> **PROBLEM DETAILS**
Update each of the records below by replacing "Supply the photograph" with "Upload the image" wherever it occurs, and reproduce the records with everything else unchanged.

-- BEGIN EXERCISE DATA --

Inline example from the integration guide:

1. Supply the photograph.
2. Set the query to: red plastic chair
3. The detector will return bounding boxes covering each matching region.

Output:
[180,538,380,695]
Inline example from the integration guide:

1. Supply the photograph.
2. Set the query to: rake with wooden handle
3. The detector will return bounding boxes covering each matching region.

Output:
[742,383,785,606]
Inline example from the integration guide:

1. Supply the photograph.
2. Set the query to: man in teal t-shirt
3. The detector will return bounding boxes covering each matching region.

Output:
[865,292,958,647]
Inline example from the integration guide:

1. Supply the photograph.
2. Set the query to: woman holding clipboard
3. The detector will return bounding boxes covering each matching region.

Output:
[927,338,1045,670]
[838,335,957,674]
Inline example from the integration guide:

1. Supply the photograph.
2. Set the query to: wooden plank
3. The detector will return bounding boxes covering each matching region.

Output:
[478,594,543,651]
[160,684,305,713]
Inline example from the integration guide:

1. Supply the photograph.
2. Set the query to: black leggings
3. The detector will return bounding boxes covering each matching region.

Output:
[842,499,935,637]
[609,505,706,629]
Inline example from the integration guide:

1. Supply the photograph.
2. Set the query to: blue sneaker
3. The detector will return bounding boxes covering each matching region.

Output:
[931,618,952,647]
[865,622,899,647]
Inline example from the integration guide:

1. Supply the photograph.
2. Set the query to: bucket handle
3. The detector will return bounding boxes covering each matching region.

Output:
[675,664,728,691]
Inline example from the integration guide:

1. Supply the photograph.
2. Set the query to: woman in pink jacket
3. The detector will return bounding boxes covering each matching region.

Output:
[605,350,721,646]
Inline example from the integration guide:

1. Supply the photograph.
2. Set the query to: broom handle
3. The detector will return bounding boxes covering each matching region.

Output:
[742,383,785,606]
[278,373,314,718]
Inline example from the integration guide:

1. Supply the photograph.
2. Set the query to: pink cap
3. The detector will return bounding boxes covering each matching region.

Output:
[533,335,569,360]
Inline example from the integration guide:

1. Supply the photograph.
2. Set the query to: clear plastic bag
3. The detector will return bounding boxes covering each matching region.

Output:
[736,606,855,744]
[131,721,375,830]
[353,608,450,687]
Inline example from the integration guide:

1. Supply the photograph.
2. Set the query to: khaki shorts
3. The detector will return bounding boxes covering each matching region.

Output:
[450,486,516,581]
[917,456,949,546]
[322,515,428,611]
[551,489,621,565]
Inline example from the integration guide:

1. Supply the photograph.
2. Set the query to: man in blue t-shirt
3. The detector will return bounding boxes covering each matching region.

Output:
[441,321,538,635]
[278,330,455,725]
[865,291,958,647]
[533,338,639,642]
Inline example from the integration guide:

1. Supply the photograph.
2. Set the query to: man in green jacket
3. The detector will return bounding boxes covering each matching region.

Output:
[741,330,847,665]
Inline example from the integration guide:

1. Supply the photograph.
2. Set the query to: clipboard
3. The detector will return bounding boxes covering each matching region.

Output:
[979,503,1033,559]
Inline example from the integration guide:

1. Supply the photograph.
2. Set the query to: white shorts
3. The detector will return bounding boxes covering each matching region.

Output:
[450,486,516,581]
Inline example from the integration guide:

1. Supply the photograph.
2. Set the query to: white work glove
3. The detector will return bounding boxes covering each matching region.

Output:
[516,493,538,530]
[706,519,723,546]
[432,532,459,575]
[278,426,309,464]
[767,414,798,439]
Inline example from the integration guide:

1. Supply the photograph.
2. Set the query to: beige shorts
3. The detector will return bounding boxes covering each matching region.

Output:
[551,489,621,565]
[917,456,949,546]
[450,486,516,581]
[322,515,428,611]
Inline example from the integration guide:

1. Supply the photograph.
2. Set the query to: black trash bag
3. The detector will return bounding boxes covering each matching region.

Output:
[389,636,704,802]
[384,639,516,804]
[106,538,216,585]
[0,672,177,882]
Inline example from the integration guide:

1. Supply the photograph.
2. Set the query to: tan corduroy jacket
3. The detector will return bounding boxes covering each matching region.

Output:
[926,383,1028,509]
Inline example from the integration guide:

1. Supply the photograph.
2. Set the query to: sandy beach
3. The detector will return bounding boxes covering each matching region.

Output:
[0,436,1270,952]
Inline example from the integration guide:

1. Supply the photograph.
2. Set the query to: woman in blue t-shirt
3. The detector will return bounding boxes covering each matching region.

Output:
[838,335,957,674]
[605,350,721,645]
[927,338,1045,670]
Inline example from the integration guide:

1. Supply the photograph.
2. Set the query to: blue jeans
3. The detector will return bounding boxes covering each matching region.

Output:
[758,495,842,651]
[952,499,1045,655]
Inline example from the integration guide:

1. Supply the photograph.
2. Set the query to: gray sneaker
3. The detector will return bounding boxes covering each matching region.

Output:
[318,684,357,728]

-- END EXERCISE DATA --

> **CORRECT RESPONSE**
Inline example from the integration guide:

1. Upload the image.
2. Set the query to: red plastic chair
3. The detector will return bounding boxes covering each matching region.

Output:
[180,538,380,695]
Inline example from the integration guide:

1. Upload the image.
2. Set the query to: rake with wooden handle
3. The detector will return bounding boxes covering each matching region.

Output:
[742,383,785,606]
Inline example from the integration guide:

1. Upload the image.
2. Set the query to: man in teal t-shirt
3. The detector will return bounding boxes covering each matching region.

Output:
[865,292,958,647]
Inline example from the integration guide:

1. Upload the image.
2. Set the query to: woman holding clipboard
3. The detector will return bounding boxes covering each matching region.

Output:
[927,338,1045,670]
[838,335,957,674]
Inline example from the integration guide:

1. Upload the image.
2. Set the query to: wooden plank
3. The detector will return bounding boxes covering each matching region.

Output:
[478,594,543,651]
[160,684,305,713]
Inline example from the integration guide:

1. Upload the image.
2. Set the query to: black leggings
3. The detector will return bounding boxes covering each matching region.

Output:
[842,499,935,637]
[609,505,706,629]
Inline example from the integration guide:

1. Upload the image.
2. Set the query to: blue sneaker
3. The detector will return bounding boxes covering each matching region.

Output:
[931,618,952,647]
[865,622,899,647]
Inline example from the integration guide:

1. Upload the image.
2. Set the query to: bucket handle
3. The detector will return bounding boxes covering each matching region.

Output:
[675,664,728,691]
Inline example from the integration guide:

1. Upload the image.
2. Set the query to: woman in pink jacket
3. The detector will return bounding boxes covering each matching region.

Output:
[605,350,721,646]
Inline example from the integration guide:

1. Upload the image.
2. Set the query to: broom handle
3. The detector will return bounding boxes covering each matching region.

Output:
[742,383,785,606]
[278,373,314,718]
Inline example from the integration guide:

1. Upload the image.
2. Set the query to: pink cap
3. The detector will return bounding boxes covering each matching region.

Output:
[533,335,569,360]
Inline example from the integration guide:

1. Upload the image.
2. Set the query to: clear plastic bag
3. The detector will return bounding boxes covering each matching region.

Output:
[736,606,855,744]
[131,721,375,830]
[353,608,450,687]
Inline example from the integration guide:

1. Upload the image.
2. Set the query to: khaki shorts
3. The detector will return bounding boxes covering each matching region.

Output:
[450,486,516,581]
[917,456,949,546]
[322,515,428,611]
[551,489,621,565]
Inline example from the integration guide:

1. Upload the image.
2. Set the query to: man in blue t-shirt
3. The detector will return bounding boxes covering each matching region.

Output:
[441,321,538,635]
[278,330,455,725]
[865,291,958,647]
[533,338,639,642]
Inline example from the integration guide:

1. Upload the image.
2. Set the query to: man in green jacket
3. The detector will return bounding boxes covering each matching region.

Output:
[741,330,847,665]
Inline example from the integration guide:

1. Upload the image.
2. Set the query to: clipboard
3. The detector will return bounding boxes covering each matching region.

Output:
[979,503,1033,559]
Inline example from the integration guide:

1. Upload the image.
2. Set the query to: white shorts
3. The detector will return bounding boxes covering each matching region.

Output:
[450,486,516,581]
Inline example from the integration guide:

1. Upload the image.
2. Set the query to: white work glove
3. The detector will return bounding boxes covering each matching region.

Output:
[516,493,538,530]
[706,519,723,546]
[432,532,459,575]
[278,426,309,464]
[767,414,798,439]
Inline example from the integration guide:

1. Upload the image.
2. Set the query to: beige shorts
3. The detector will return bounding boxes covering each matching region.

Output:
[551,489,621,565]
[917,456,949,546]
[450,486,516,581]
[322,515,428,611]
Inline example from the integration guide:

1. Upload the image.
2. Set the query to: black trash bag
3. The detector will return bounding boxes covering each matching region.

Output:
[389,636,704,802]
[384,639,516,804]
[106,538,216,585]
[0,672,177,882]
Inline example from the integration guide:

1. Upload the image.
2. Set the query to: tan corduroy jacket
3. The detector will return bounding boxes covering each matching region.

Output:
[926,383,1028,509]
Inline example from the integration guide:

1. Upload the image.
2. Set the query to: sandy beach
3. The detector will return bounding boxes covering each matching region.

Output:
[0,436,1270,952]
Inline example from the integration guide:

1. Upload the image.
2. Set the query to: woman in blue t-shirt
3. The detector will return bounding boxes covering each matching region.

Output:
[838,335,957,674]
[605,350,721,645]
[927,338,1045,670]
Inline example from the integration guide:

1. Upload the image.
2. Set the query to: blue jeans
3. The detector will return bounding boxes covering each matching region.

Output:
[758,495,842,651]
[952,499,1045,655]
Inline example from the integration guide:

1. Upload the image.
2. Set the query to: gray sneaker
3. The detector will return bounding boxes covering each matching region.

Output:
[318,684,357,728]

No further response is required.